[WORK REQUEST]:
Collect all lines below with the string "house".

*** Opening TASK DATA ***

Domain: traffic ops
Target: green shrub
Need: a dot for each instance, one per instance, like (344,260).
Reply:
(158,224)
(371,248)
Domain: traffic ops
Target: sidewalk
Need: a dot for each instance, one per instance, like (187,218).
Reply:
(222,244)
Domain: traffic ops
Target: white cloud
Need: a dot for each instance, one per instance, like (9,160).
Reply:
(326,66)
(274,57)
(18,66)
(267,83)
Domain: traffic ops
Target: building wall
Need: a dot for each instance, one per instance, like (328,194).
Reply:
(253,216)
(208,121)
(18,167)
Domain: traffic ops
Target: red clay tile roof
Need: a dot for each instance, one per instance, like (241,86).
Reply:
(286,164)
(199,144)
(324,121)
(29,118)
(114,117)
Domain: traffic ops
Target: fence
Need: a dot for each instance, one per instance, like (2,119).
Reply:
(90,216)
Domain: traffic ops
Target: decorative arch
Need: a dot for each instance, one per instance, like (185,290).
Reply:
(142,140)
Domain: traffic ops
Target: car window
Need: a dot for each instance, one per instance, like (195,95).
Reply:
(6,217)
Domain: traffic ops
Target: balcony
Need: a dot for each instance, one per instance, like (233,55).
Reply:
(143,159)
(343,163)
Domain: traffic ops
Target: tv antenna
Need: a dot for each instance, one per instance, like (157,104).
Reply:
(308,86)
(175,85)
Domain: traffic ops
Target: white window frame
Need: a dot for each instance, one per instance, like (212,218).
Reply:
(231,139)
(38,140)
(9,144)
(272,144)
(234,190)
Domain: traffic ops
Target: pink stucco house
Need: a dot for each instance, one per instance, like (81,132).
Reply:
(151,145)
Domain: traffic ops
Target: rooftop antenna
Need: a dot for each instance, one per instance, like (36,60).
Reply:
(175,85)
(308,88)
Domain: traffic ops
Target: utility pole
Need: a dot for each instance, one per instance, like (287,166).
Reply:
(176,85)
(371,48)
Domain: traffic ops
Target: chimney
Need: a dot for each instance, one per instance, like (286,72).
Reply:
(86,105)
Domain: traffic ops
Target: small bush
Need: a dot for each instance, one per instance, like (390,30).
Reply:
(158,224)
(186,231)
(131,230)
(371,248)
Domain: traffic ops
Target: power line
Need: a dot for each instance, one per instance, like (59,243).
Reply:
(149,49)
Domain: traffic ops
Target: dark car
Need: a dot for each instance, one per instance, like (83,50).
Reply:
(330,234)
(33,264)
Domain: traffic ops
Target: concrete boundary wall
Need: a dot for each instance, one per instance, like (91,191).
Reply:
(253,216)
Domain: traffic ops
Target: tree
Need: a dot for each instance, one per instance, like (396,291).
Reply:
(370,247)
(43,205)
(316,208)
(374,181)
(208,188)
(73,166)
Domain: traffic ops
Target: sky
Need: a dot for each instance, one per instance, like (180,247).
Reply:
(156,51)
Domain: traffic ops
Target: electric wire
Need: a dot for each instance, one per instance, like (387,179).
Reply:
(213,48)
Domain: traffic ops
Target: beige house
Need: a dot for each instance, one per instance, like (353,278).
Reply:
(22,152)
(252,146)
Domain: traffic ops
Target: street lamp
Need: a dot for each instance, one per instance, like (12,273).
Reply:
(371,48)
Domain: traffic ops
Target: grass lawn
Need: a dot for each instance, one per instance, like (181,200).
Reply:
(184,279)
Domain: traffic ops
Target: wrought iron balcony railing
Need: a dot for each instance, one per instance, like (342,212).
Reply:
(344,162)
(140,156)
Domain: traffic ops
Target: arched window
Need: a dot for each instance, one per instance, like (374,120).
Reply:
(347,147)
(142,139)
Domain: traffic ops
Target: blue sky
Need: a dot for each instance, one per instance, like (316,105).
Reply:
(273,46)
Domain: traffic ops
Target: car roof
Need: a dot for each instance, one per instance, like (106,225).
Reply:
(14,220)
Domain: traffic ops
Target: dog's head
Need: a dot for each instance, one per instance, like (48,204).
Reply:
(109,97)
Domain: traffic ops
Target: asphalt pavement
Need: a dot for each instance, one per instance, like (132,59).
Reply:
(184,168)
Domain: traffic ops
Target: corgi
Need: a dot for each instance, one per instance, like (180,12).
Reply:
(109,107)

*** Closing TASK DATA ***

[WRITTEN REPLY]:
Target: pink stucco house
Target: beige house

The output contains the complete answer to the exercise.